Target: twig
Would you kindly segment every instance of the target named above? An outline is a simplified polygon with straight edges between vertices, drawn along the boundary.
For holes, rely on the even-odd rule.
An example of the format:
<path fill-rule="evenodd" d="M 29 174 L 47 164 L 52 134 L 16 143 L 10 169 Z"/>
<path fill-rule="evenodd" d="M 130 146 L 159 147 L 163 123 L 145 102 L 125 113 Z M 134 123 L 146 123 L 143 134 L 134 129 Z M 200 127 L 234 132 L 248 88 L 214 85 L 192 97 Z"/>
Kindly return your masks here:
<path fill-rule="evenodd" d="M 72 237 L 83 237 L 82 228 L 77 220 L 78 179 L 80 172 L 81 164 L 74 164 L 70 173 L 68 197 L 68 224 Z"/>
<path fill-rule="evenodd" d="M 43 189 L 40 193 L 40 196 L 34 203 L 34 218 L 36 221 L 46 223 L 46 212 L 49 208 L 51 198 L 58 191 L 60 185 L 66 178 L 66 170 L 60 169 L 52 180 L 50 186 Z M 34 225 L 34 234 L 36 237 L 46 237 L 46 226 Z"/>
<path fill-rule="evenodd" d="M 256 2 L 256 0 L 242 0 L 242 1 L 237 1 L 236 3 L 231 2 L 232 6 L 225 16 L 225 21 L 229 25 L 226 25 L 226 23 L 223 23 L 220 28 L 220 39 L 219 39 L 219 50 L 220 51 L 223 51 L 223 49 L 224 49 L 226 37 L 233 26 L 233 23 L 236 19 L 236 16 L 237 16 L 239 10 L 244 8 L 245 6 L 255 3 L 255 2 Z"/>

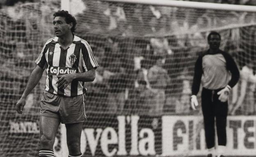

○ ○ ○ ○

### AIM:
Print all the items above word for word, leaving out the pictures.

### WRITTEN SOLUTION:
Target: twig
Would you kindly segment every instance of the target named above? An outline is a simplified polygon with straight edges between vertices, drawn along the boundary.
For holes, rely on the even-odd rule.
An example of the format:
<path fill-rule="evenodd" d="M 29 174 L 47 164 L 52 134 L 16 143 L 10 169 Z"/>
<path fill-rule="evenodd" d="M 130 146 L 159 147 L 163 123 L 145 102 L 125 113 Z M 134 123 L 146 123 L 143 134 L 134 129 Z M 200 127 L 234 132 L 248 88 L 214 85 L 192 97 Z"/>
Kindly return your masks here:
<path fill-rule="evenodd" d="M 72 237 L 83 237 L 82 228 L 77 220 L 78 179 L 80 172 L 81 164 L 74 164 L 70 173 L 68 197 L 68 224 Z"/>
<path fill-rule="evenodd" d="M 43 189 L 40 193 L 40 196 L 34 203 L 34 218 L 36 221 L 46 223 L 46 212 L 49 208 L 51 198 L 58 191 L 60 185 L 66 178 L 66 170 L 60 169 L 52 180 L 50 186 Z M 34 225 L 34 234 L 36 237 L 46 237 L 46 226 Z"/>
<path fill-rule="evenodd" d="M 256 2 L 256 0 L 242 0 L 242 1 L 237 1 L 236 3 L 231 2 L 232 6 L 225 16 L 225 21 L 229 25 L 226 25 L 226 23 L 223 23 L 220 28 L 220 39 L 219 39 L 219 50 L 220 51 L 223 51 L 223 49 L 224 49 L 226 37 L 233 26 L 233 23 L 236 19 L 236 16 L 237 16 L 239 10 L 244 8 L 245 6 L 255 3 L 255 2 Z"/>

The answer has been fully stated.